Понятно, что этому-то мы и должны сверх внешних, вышеозначенных причин — приписать преступления толпы. Потому что, если описание человеческого характера, сделанное Серги, имеет твердое основание, а не представляет из себя простого уподобления, то очень логично и естественно допустить, что самые низкие слои характера подымаются наверх, когда психологическая буря совершенно переворачивает наш организм.
Однако то, что какой-нибудь человек, в особенности человек народа, которого долгие века цивилизации приучили к состраданью, делается в одно мгновение неограниченным властителем и в тоже время палачом, — не проходит для него безнаказанно. Хотя его и толкает на преступление просыпающийся в нем дикий инстинкт, хоть он и возбужден против своих жертв, нанося им оскорбления и несправедливости, но при всем том он смутно чувствует, что совершает какой-то необычайный поступок, и душа его, подобно Макбетовой, "полна скорпионов".
"Несмотря на это, он, благодаря страшному противоречию, не поддается полученной в наследство гуманности, которая в нем возмущена: она удерживает его, он раздражается еще больше, и чтобы ее потушить, у него нет других средств, кроме одного — "упиться ужасами", прибавляя все новые убийства, так как убийство — особенно в том виде, в каком оно им совершается, т. е. при помощи холодного оружия и над беззащитными — производит в его животной и нравственной машине две необычайные и потрясающие ее эмоции: с одной стороны чувство всемогущества, которым можно злоупотреблять, не подвергаясь никакому контролю или опасности для собственной жизни, — и с другой — чувство разнообразно совершаемого кровавого убийства с его постоянным аккомпанементом: судорогами и криками".

Строки набора данных:
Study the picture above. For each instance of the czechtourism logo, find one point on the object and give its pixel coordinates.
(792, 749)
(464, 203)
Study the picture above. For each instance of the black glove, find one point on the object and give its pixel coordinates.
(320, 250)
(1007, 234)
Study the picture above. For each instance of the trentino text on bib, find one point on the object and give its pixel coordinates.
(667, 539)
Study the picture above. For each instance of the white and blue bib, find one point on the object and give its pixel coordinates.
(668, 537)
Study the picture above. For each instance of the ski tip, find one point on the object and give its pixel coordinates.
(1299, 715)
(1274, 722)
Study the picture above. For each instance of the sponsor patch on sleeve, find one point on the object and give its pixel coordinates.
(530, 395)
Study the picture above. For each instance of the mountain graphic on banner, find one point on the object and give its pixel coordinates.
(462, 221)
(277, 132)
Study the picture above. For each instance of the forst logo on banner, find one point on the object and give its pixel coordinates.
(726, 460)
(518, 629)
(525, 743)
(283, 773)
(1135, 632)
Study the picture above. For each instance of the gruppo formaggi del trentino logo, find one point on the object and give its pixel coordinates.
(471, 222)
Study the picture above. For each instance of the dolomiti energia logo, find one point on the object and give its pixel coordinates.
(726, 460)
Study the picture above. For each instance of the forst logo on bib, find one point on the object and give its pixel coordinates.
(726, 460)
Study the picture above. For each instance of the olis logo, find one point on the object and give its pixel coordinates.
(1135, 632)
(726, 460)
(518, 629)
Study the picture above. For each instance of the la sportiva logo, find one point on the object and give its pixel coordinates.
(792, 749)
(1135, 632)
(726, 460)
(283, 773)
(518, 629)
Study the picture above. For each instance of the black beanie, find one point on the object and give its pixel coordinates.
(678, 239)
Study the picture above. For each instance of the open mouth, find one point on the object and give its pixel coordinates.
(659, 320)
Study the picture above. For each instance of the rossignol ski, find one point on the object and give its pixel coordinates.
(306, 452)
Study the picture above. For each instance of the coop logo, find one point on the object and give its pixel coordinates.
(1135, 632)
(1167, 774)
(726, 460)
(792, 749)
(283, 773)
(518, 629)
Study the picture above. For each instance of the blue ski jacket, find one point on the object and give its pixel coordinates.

Что сделать
Перепишите целиком отрывок о преступлениях толпы, ничего в нём не меняя.

Результат задания
Понятно, что этому-то мы и должны сверх внешних, вышеозначенных причин — приписать преступления толпы. Потому что, если описание человеческого характера, сделанное Серги, имеет твердое основание, а не представляет из себя простого уподобления, то очень логично и естественно допустить, что самые низкие слои характера подымаются наверх, когда психологическая буря совершенно переворачивает наш организм.
Однако то, что какой-нибудь человек, в особенности человек народа, которого долгие века цивилизации приучили к состраданью, делается в одно мгновение неограниченным властителем и в тоже время палачом, — не проходит для него безнаказанно. Хотя его и толкает на преступление просыпающийся в нем дикий инстинкт, хоть он и возбужден против своих жертв, нанося им оскорбления и несправедливости, но при всем том он смутно чувствует, что совершает какой-то необычайный поступок, и душа его, подобно Макбетовой, "полна скорпионов".
"Несмотря на это, он, благодаря страшному противоречию, не поддается полученной в наследство гуманности, которая в нем возмущена: она удерживает его, он раздражается еще больше, и чтобы ее потушить, у него нет других средств, кроме одного — "упиться ужасами", прибавляя все новые убийства, так как убийство — особенно в том виде, в каком оно им совершается, т. е. при помощи холодного оружия и над беззащитными — производит в его животной и нравственной машине две необычайные и потрясающие ее эмоции: с одной стороны чувство всемогущества, которым можно злоупотреблять, не подвергаясь никакому контролю или опасности для собственной жизни, — и с другой — чувство разнообразно совершаемого кровавого убийства с его постоянным аккомпанементом: судорогами и криками".